# EXERCISES
1 – According to the biography of William Awdry, in which years did he row in the Boat Race for Oxford?
2 – In the biography of William Awdry, repeat word for word the part that opens with the words containing "He was the fourth" and closes with "won both times.".

# DOCUMENT TEXT
* * * * * * *

British bishop (1842–1910)

 William Awdry (24 January 1842 – 4 January 1910) was the inaugural Bishop of Southampton and Osaka who subsequently served South Tokyo.

He was the fourth son of Sir John Wither Awdry and his second wife Frances Ellen Carr, second daughter of Thomas Carr. Awdry was educated at Winchester College and Balliol College, Oxford. While at Oxford, he rowed in the Oxford eight in the Boat Race in 1863 and 1864 and his crew won both times.

Ordained in 1865, his early career was an academic one. He obtained a first-class in Literae Humaniores in 1865; and he was successively fellow and lecturer at The Queen's College, Oxford, 1866–1868, second master at his old school and finally headmaster of Hurstpierpoint, 1873–1879. In 1879 he became a canon residentiary at Chichester Cathedral and principal of the nearby Theological College. After seven years he was appointed vicar of Amport, his final post before ascending to the episcopate.

* * * * * * *

# MATERIAL PROVIDED

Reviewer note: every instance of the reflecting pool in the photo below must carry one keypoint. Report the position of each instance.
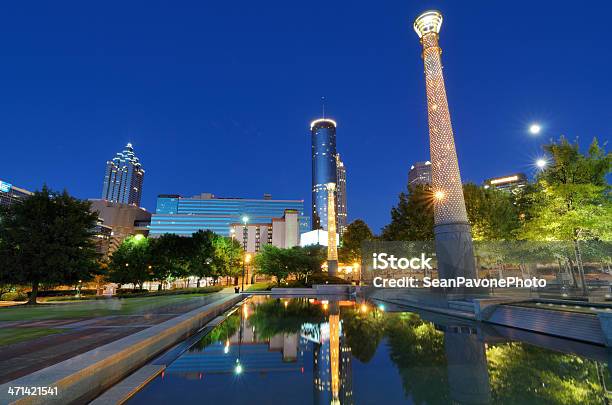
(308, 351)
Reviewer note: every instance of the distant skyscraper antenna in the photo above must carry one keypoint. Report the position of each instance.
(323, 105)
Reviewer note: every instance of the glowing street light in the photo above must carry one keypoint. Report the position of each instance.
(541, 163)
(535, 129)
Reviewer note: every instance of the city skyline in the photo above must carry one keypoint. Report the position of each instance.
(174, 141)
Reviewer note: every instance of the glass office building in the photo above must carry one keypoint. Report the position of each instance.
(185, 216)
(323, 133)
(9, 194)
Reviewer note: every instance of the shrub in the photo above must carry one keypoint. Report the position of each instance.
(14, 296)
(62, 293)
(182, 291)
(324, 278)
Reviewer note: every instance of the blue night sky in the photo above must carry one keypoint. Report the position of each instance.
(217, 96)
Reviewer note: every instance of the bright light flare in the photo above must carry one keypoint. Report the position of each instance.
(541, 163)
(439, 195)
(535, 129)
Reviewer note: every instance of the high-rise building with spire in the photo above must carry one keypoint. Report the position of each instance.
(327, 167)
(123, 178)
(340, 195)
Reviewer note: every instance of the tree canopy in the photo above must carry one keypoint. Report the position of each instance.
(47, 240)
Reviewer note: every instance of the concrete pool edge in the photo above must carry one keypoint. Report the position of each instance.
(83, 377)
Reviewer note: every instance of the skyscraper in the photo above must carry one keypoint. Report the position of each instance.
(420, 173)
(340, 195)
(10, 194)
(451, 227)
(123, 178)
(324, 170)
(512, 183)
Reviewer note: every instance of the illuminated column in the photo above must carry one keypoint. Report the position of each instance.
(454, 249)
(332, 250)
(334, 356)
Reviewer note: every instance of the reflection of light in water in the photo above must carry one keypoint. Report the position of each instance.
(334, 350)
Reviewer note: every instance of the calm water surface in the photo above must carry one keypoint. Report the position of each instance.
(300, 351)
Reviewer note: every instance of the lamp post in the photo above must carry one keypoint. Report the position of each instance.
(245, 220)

* * * * * * *

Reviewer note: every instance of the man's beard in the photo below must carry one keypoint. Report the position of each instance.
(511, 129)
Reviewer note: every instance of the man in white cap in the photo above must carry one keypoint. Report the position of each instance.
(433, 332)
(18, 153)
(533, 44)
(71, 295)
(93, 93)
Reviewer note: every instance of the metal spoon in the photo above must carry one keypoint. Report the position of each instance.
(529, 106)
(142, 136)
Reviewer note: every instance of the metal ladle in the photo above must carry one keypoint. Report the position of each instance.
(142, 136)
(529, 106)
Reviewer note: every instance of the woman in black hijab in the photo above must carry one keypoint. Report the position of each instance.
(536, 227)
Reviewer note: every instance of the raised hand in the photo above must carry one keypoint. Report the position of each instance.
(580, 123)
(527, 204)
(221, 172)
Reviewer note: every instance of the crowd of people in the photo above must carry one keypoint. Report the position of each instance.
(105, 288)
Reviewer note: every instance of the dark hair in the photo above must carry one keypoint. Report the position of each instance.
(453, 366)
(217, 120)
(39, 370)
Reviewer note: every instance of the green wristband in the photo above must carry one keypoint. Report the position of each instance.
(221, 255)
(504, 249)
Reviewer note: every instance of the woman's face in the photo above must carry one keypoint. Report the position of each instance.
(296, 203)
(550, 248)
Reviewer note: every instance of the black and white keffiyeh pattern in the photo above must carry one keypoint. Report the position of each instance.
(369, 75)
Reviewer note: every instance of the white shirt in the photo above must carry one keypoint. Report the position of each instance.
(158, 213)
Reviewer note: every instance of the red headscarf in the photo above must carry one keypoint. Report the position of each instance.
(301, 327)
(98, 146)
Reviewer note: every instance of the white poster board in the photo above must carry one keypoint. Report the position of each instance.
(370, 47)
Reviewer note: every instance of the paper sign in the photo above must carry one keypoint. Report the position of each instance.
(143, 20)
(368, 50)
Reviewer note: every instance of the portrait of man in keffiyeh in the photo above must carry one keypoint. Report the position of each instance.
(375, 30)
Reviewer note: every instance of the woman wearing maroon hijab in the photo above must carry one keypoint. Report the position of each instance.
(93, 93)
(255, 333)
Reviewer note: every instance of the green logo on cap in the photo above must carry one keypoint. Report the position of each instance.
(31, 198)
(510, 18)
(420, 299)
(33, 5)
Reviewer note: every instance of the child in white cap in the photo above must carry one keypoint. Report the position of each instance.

* * * * * * *

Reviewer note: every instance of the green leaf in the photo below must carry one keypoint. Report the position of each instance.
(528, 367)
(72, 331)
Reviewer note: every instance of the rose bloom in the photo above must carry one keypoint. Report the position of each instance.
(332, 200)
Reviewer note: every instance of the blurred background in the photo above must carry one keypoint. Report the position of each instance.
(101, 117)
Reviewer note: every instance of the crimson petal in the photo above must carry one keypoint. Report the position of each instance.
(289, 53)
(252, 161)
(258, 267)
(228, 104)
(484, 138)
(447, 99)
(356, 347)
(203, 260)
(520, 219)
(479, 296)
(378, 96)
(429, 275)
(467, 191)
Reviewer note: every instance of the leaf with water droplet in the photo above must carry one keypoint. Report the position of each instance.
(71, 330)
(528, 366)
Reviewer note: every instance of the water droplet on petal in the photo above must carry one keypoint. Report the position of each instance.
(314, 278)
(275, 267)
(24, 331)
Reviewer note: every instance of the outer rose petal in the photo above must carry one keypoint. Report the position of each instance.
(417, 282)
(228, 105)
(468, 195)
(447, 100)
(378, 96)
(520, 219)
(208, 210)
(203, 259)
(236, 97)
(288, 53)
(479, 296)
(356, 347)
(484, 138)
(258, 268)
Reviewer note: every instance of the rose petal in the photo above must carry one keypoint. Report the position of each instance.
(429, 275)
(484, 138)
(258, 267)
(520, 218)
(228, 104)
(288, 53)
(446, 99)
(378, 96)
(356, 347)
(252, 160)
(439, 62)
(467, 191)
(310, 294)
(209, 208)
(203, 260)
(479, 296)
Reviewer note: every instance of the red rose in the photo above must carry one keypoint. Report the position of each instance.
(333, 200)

* * * * * * *

# ANSWERS TO THE TASKS
1 – 1863 and 1864.

2 –
He was the fourth son of Sir John Wither Awdry and his second wife Frances Ellen Carr, second daughter of Thomas Carr. Awdry was educated at Winchester College and Balliol College, Oxford. While at Oxford, he rowed in the Oxford eight in the Boat Race in 1863 and 1864 and his crew won both times.